*EXERCISE TASK:* Write out the data below line for line, keeping every character unchanged.

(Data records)

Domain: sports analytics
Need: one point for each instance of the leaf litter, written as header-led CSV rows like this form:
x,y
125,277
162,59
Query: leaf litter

*TASK RESULT:*
Domain: sports analytics
Need: one point for each instance of the leaf litter, written as header-led CSV rows like this form:
x,y
125,277
162,59
Query: leaf litter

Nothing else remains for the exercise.